What this task involves
Convert the data lines starting at the one containing "I would be grateful for some outlines." and ending at the one containing "Within one instance, the" into a JSON list of strings, one string per line with blank lines omitted. Leave the pictures out of the list.
BEGIN The input
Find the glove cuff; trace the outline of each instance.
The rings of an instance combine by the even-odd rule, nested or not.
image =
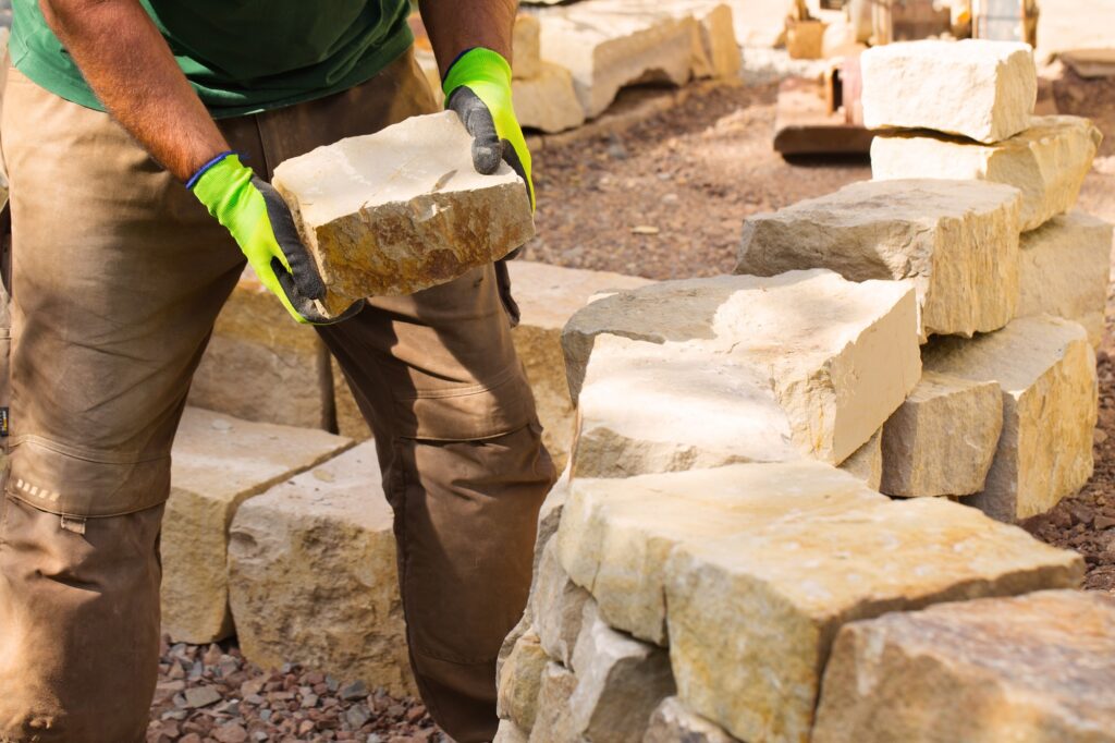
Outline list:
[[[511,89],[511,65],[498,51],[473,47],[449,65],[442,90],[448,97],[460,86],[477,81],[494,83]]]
END The input
BEGIN The input
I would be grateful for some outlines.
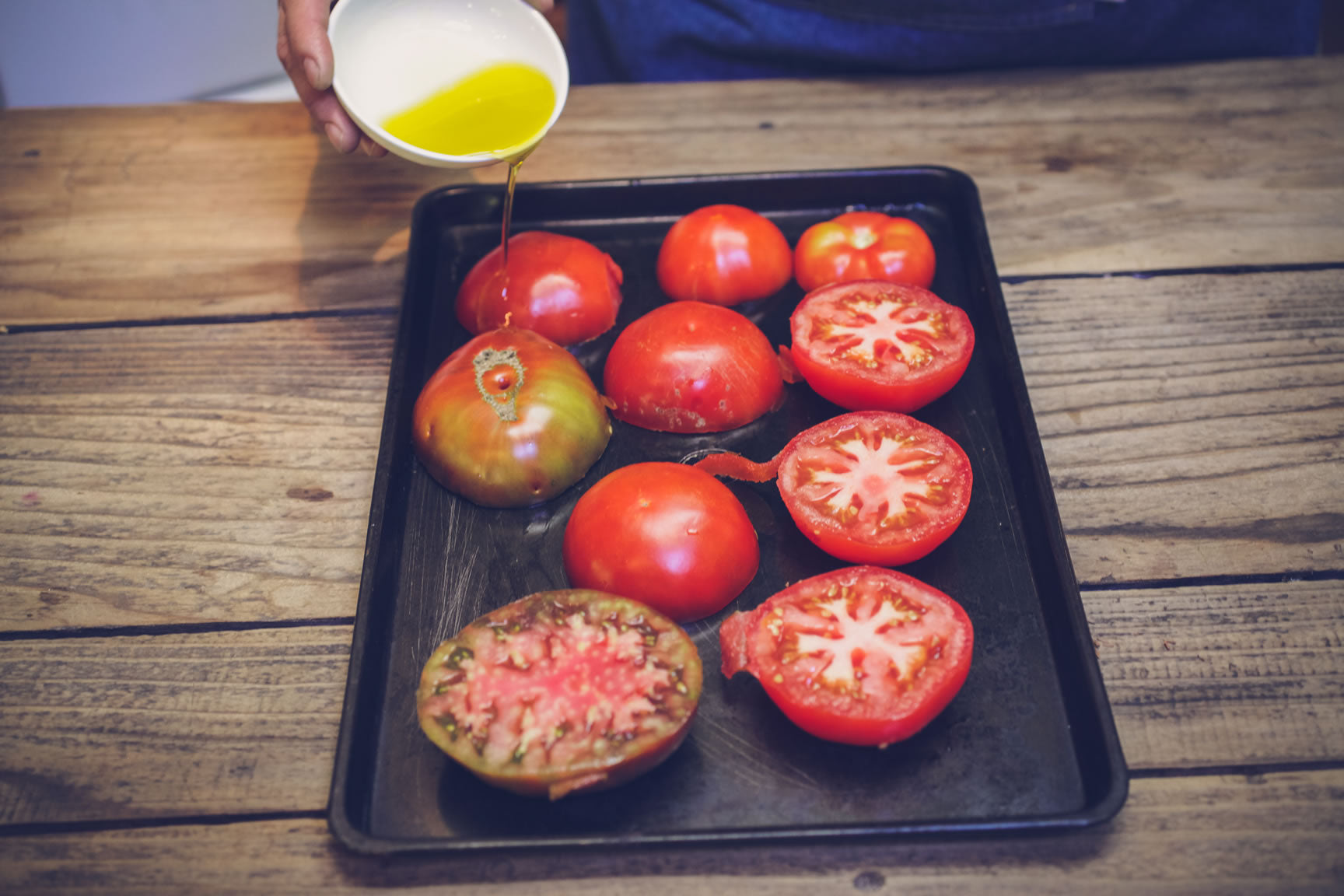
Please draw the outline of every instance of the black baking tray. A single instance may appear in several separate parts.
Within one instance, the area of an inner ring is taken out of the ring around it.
END The input
Solution
[
  "I would be grateful for some outlines.",
  "Please draw the outline of every instance of the black baking tray. A single instance may appear in several separate parts.",
  "Within one instance, the area of an inner ring is taken out of the ring around it."
]